Passage for review below:

Widdringtonia is a genus of coniferous trees in the cypress family, Cupressaceae. The name was Austrian botanist Stephan Endlicher's way of honouring an early expert on the coniferous forests of Spain, Capt. Samuel Edward Widdrington (1787–1856). There are four species, all native to southern Africa, where they are known as cedars or African cypresses.

== Description ==
This genus contains large shrubs and trees, reaching 5–20 m tall (to 40 m in W. whytei). Juveniles have needle-like leaves that are arranged in spirals. The scale-like leaves in adults are arranged in decussate opposite pairs in four rows along the twigs.

The plants are dioecious. The small male cones grow at the ends of twigs. The scales have no stalks. They grow into an upward, decreasing beak with two to six pollen sacs at the base of the cone.

The female cones are small and stalkless and grow in short spikes on the branches. The scales grow in two opposite rows that spread at the base during pollination. They then close into a corky, leathery cone with five or more ovules at the base of each scale. The cones become woody as they mature.

The cones mostly remain closed on the trees for many years, opening only after being scorched by a wildfire; this then releases the seeds to grow on the newly cleared burnt ground. They open at four very thick valves that correspond to the four scales. Each cone produces few seeds. They are wing with hard test and two cotyledons.

In W. whytei the cones open soon after maturity to shed the seed without fire; this species is more sensitive to fire and only grows in moister situations where it is protected from fire. The best adapted to fire is W. nodiflora, which has the ability to re-grow from the roots, as well as by seed.

==Species==

One species is widespread in southern Africa, while the other three have restricted ranges, often occurring with or near to the widespread species.

End of Passage for review.

## Work order A
Decide whether each statement agrees with the passage on Widdringtonia, answering yes or no and quoting the exact words of the passage that settle it: (i) All species of the genus are native to southern Africa. (ii) The female cones grow on stalks. (iii) The cones of W. whytei need fire to open.
## Work order B
Answer these questions from the passage on Widdringtonia:
(i) Which botanist gave the genus its name?
(ii) How tall can W. whytei grow?
(iii) Which species can regrow from its roots?
## Work order C
Translate this sentence from the passage on Widdringtonia into Spanish: "Juveniles have needle-like leaves that are arranged in spirals."
The listing after this has nothing to do with the passage on Widdringtonia.

The data below:

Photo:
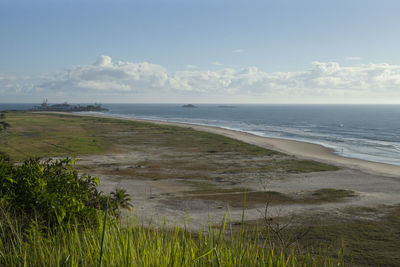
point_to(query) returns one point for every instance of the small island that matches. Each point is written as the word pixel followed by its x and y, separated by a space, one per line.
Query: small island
pixel 189 106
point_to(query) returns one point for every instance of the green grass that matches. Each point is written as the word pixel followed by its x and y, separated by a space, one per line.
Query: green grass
pixel 165 148
pixel 138 245
pixel 365 242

End of The data.

## Exercise response A
(i) Yes: "There are four species, all native to southern Africa"
(ii) No: "The female cones are small and stalkless"
(iii) No: "In W. whytei the cones open soon after maturity to shed the seed without fire"

## Exercise response B
(i) Stephan Endlicher
(ii) Up to 40 m
(iii) W. nodiflora

## Exercise response C
Los ejemplares jóvenes tienen hojas en forma de aguja dispuestas en espiral.